REQUIREMENT >>
Print the data exactly, leaving nothing out.

[Data records]
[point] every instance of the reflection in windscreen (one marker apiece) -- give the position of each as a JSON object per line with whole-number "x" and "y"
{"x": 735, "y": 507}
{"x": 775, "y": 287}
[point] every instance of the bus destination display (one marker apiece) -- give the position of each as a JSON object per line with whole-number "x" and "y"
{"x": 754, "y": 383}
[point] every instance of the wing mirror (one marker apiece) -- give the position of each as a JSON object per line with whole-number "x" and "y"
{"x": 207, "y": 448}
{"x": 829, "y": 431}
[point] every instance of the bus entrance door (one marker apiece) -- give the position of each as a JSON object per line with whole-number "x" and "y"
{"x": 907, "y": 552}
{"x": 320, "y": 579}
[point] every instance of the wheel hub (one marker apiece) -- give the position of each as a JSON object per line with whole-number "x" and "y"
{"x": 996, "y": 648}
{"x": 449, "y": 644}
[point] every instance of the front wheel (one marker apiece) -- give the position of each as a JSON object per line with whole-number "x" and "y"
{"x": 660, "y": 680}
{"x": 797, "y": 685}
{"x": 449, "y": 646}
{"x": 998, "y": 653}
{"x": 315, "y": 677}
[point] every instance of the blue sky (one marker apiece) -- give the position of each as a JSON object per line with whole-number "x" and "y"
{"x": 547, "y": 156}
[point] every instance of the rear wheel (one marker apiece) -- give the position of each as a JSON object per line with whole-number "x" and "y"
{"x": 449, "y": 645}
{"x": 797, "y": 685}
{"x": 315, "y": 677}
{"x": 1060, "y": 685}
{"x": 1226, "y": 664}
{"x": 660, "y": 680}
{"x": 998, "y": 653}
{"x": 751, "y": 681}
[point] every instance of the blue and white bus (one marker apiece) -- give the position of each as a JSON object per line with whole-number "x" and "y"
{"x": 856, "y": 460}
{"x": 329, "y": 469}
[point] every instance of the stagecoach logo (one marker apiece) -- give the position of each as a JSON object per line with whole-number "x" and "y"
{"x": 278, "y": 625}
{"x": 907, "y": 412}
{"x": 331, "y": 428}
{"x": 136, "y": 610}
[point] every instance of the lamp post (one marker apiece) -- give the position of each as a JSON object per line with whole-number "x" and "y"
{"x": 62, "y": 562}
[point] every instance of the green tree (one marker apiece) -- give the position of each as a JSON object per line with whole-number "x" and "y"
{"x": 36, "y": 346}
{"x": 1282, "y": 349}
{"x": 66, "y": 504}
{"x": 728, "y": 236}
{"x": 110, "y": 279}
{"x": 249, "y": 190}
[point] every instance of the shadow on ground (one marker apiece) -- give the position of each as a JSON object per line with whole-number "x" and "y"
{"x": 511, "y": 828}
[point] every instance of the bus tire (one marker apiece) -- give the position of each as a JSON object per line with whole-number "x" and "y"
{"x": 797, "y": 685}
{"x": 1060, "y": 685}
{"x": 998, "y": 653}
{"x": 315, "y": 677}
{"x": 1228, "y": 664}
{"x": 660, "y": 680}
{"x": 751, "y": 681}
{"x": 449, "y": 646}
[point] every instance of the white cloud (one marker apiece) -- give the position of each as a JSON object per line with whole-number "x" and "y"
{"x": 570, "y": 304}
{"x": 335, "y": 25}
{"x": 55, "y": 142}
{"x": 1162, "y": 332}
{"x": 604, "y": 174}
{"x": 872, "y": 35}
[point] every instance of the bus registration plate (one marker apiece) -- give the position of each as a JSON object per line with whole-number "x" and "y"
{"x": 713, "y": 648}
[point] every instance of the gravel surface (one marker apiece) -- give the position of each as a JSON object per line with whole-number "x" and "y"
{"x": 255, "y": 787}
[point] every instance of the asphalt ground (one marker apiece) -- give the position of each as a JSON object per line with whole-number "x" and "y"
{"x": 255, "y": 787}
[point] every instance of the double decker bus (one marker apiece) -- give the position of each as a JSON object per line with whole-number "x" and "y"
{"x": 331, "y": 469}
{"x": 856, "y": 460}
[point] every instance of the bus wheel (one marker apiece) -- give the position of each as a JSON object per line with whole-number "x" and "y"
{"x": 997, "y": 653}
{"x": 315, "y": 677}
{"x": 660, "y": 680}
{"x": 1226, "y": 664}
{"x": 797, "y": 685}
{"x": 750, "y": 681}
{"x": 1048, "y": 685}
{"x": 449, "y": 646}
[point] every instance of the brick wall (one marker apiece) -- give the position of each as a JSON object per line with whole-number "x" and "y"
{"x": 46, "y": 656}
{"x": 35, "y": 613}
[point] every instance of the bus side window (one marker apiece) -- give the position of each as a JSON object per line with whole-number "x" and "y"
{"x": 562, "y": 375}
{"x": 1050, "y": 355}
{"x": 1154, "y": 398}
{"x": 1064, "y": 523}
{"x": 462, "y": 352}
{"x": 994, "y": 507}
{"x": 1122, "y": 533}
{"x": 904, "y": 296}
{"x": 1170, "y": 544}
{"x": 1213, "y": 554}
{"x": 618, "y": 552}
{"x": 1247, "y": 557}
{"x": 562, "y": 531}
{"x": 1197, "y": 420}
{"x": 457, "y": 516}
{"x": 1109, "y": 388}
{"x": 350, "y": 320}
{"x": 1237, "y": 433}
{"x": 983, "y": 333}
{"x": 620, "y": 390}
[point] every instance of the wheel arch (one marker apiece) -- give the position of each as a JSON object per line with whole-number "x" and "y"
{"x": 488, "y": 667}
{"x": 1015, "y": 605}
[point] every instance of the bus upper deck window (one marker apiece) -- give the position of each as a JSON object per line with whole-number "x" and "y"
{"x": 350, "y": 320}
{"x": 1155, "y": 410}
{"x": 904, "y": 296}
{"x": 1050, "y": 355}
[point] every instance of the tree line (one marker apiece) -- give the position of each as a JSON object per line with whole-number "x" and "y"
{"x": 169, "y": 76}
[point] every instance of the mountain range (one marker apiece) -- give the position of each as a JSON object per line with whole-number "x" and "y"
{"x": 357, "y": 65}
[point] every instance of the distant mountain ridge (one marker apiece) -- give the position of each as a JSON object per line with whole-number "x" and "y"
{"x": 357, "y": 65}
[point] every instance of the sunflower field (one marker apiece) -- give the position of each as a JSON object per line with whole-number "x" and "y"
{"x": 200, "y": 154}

EXERCISE SOLUTION >>
[point] every instance of the reflection in windscreen (one marker apiece) -- give the position of each as a JSON object per line with whole-number "x" and "y"
{"x": 735, "y": 507}
{"x": 775, "y": 287}
[point] every instance of the bus destination display (one marker apiece) -- give the position of each as a JSON object per line with whole-number "x" and "y"
{"x": 754, "y": 383}
[point] every instance of the wing mirror (one marker apiece) -- give the position of each as a JSON object per line with whole-number "x" and "y"
{"x": 207, "y": 448}
{"x": 829, "y": 431}
[point] every instance of the bus entrance door (one marker apiece) -- give the position of each as a JSON object per line with whole-number "x" and "y"
{"x": 907, "y": 552}
{"x": 320, "y": 579}
[point] every instance of the wheel hub (one marker apiece) -- give the position of each as a JSON object per line with whole-number "x" and "y"
{"x": 996, "y": 648}
{"x": 449, "y": 644}
[point] every instance of the front wheel (one marker apiece) -- give the position of each as a JSON object per line with whole-number "x" and "y"
{"x": 660, "y": 680}
{"x": 797, "y": 685}
{"x": 449, "y": 646}
{"x": 998, "y": 653}
{"x": 315, "y": 677}
[point] every instance of the blue sky (one marker apiece) -- give the position of each as a JSON object per line with whole-number "x" and "y"
{"x": 547, "y": 156}
[point] every instance of the rear wheel (one marker apiece) -- give the position of each as a JSON object per line with whole-number "x" and "y"
{"x": 449, "y": 645}
{"x": 797, "y": 685}
{"x": 315, "y": 677}
{"x": 1060, "y": 685}
{"x": 1226, "y": 664}
{"x": 660, "y": 680}
{"x": 998, "y": 653}
{"x": 751, "y": 681}
[point] every instance of the blue and white bus (one marker apiece) -- give the position of each as a JSON object per line with whole-number "x" and "y"
{"x": 856, "y": 460}
{"x": 329, "y": 469}
[point] every instance of the stagecoach logo (one marker apiece) -- give the position of each as a JSON object per line with whole-number "x" and "y"
{"x": 278, "y": 625}
{"x": 907, "y": 412}
{"x": 331, "y": 428}
{"x": 136, "y": 610}
[point] every instance of the lamp post (one marker apiece) -- give the position of each as a JSON object per line with whole-number "x" and "y"
{"x": 62, "y": 562}
[point] every instance of the green tree (one marker apiece) -- give the position of each as a JSON object per line with whole-number "x" and "y"
{"x": 36, "y": 346}
{"x": 1282, "y": 349}
{"x": 66, "y": 504}
{"x": 728, "y": 236}
{"x": 110, "y": 279}
{"x": 249, "y": 190}
[point] every instance of the shadow on ground (one marker apiece) -- give the position of each as a JSON object per line with whole-number "x" and "y"
{"x": 511, "y": 828}
[point] every instance of the bus tire (one marker apiece) -- give the position of each as a JSON object per line with whole-number "x" and "y"
{"x": 797, "y": 685}
{"x": 1060, "y": 685}
{"x": 998, "y": 653}
{"x": 315, "y": 677}
{"x": 1228, "y": 664}
{"x": 660, "y": 680}
{"x": 751, "y": 681}
{"x": 449, "y": 646}
[point] every instance of the white cloud (one marker apiece) -- give the position of each as a JSON object per line with whole-number "x" and "y"
{"x": 570, "y": 304}
{"x": 335, "y": 25}
{"x": 55, "y": 142}
{"x": 1162, "y": 332}
{"x": 604, "y": 174}
{"x": 872, "y": 35}
[point] every instance of the bus registration plate (one marker apiece) -- give the position of each as a JSON object per line with whole-number "x" and "y"
{"x": 713, "y": 648}
[point] every instance of the gravel surface (one marker apiece) -- give the position of each as a JSON object per line with whole-number "x" and "y"
{"x": 255, "y": 787}
[point] every instance of the asphalt ground (one marker apiece) -- give the position of each as a JSON object per line with whole-number "x" and "y"
{"x": 255, "y": 787}
[point] every instance of the double decker bus (one marker apiece) -- give the position of each as a JSON object per line with whole-number "x" and "y"
{"x": 331, "y": 469}
{"x": 856, "y": 460}
[point] every instance of the bus wheel (one marker apiece) -- give the position of each as a JSON object per line with whole-number "x" and "y"
{"x": 997, "y": 653}
{"x": 315, "y": 677}
{"x": 660, "y": 680}
{"x": 1226, "y": 664}
{"x": 797, "y": 685}
{"x": 750, "y": 681}
{"x": 1048, "y": 685}
{"x": 449, "y": 646}
[point] every instance of the brick wall (one marker apiece) -- give the position of each as a JSON object per line with whole-number "x" and "y"
{"x": 46, "y": 656}
{"x": 35, "y": 613}
[point] every instance of the bus side window (one marker apiece) -- give the position of each as a JSON object per line with whole-number "x" and "y"
{"x": 562, "y": 375}
{"x": 1050, "y": 355}
{"x": 1154, "y": 398}
{"x": 1064, "y": 523}
{"x": 462, "y": 352}
{"x": 994, "y": 507}
{"x": 1122, "y": 533}
{"x": 904, "y": 296}
{"x": 1170, "y": 544}
{"x": 1213, "y": 554}
{"x": 618, "y": 552}
{"x": 1247, "y": 557}
{"x": 562, "y": 531}
{"x": 1197, "y": 420}
{"x": 457, "y": 516}
{"x": 1109, "y": 388}
{"x": 350, "y": 320}
{"x": 1237, "y": 433}
{"x": 983, "y": 333}
{"x": 620, "y": 390}
[point] every instance of the wheel arch (one marker apiece) -- give the position of each as a JSON object per line with whole-number "x" and "y"
{"x": 488, "y": 667}
{"x": 1015, "y": 605}
[point] every instance of the bus upper deck window (one marker apiece) -- give the position of each as a JSON object per line with whole-number "x" and "y"
{"x": 350, "y": 320}
{"x": 1155, "y": 410}
{"x": 904, "y": 296}
{"x": 1050, "y": 355}
[point] every instance of the tree line (one marker apiece) -- give the position of each as a JSON object per line with whole-number "x" and "y"
{"x": 169, "y": 76}
[point] every instance of the mountain range (one marker apiece) -- give the position of each as a JSON object per line with whole-number "x" and "y"
{"x": 357, "y": 65}
[point] every instance of the distant mountain ridge (one marker apiece) -- give the position of each as a JSON object per line with whole-number "x" and "y"
{"x": 357, "y": 65}
[point] every instance of the sunflower field (one marker apiece) -- give the position of each as a JSON object per line with whole-number "x" and "y"
{"x": 200, "y": 154}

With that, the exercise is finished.